--- Extrait choisi ---
Passer au contenu principal

Sacrer au printemps...


« Il faut poser des actes d'une si complète audace, que même ceux qui les réprimeront devront admettre qu'un pouce de délivrance a été conquis pour tous. » - Claude Gauvreau (1925-1971)
***
Jeudi 15 mars dernier, soir de grande première du spectacle Le Sacre du printemps des Grands Ballets canadiens de Montréal. Je m’y suis rendue, mon sac rempli de tracts, pensant entre autres croiser le fer avec les hauts membres de cette institution culturelle qui reçoit des millions en fonds publics annuellement. J’avais vu juste. Et c’est effectivement dans le Grand foyer culturel de la Place des arts que l’ambiance s’est enflammée… la bonne femme avec.

--- Extrait des données ---

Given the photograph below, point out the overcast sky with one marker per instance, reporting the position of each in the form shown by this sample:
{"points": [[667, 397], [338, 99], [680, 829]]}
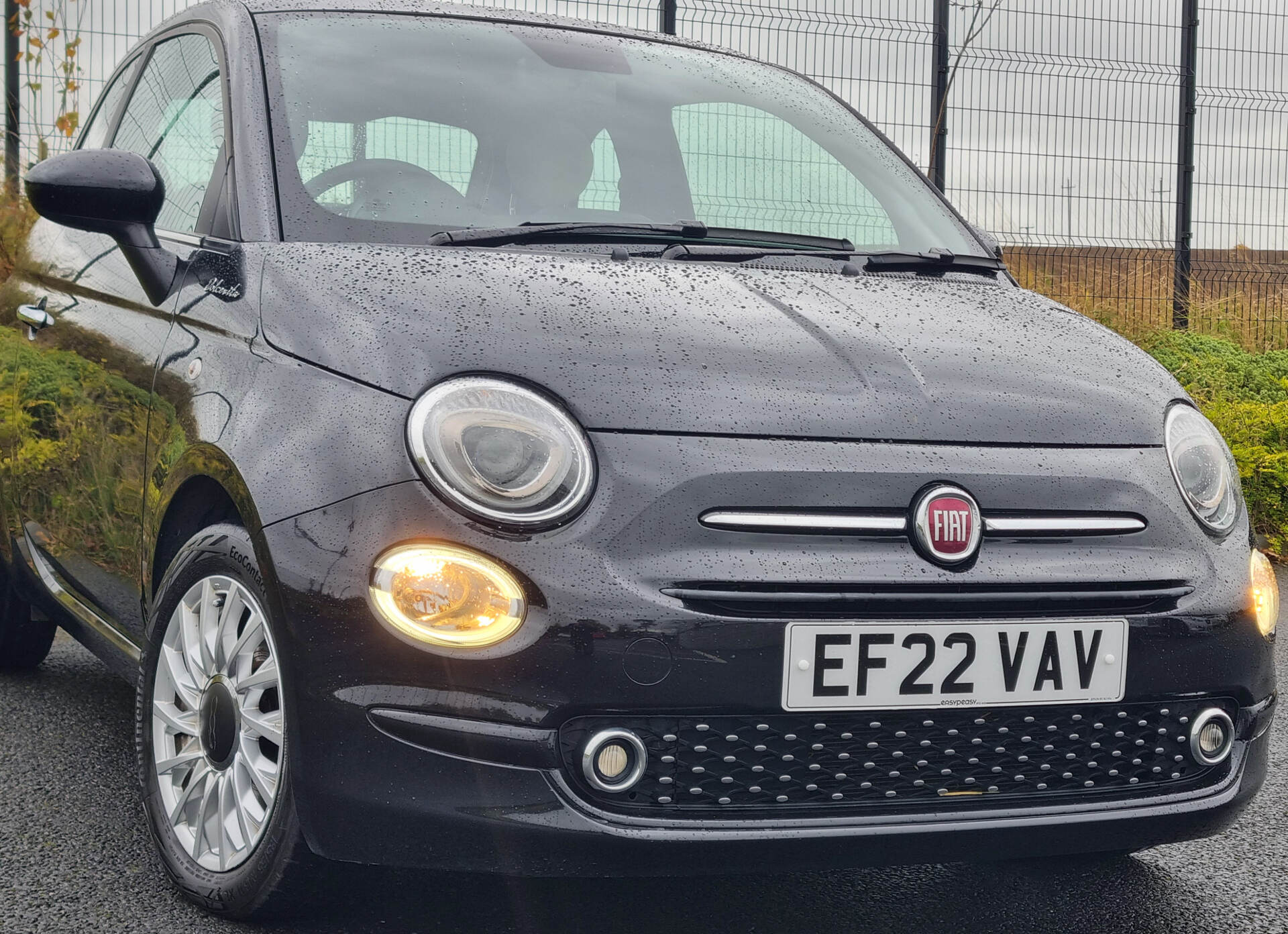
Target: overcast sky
{"points": [[1064, 113]]}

--- Énoncé 1 ---
Selon l'extrait sur le Sacre du printemps, dans quel lieu l'ambiance s'est-elle enflammée ?
--- Énoncé 2 ---
Reprenez l'extrait sur le Sacre du printemps à la suite de sa dernière phrase.

--- Réponse 1 ---
Dans le Grand foyer culturel de la Place des arts.

--- Réponse 2 ---
Quelques membres du Boys Club des Grands Ballets, enfin pleinement conscients de ma présence – faut dire que je leur avais chacun remis un tract en main propre -, ne semblaient pas très contents de me voir. L’un d’eux, celui qui tentait de me « remettre à ma place » en mars 2013, en vain, m’a fortement suggéré de quitter les lieux, après avoir insulté une fois de plus mon intelligence : « On va te rencontrer, Sylvie. On est prêts à t’donner une autre chance. » « Pfft ! » J’ai ri tellement fort de son arrogance version 2018 que la porte du MAC à côté a sans doute frémi légèrement. J’ai donc remercié le maigre messager, m’en tenant une fois de plus aux faits : « L’espace ici, M. Sénéchal, appartient à la Place des arts. Vous n’avez donc aucune autorité icitte, ça c’est clair. » « Bon ben, j’vais aller les chercher. »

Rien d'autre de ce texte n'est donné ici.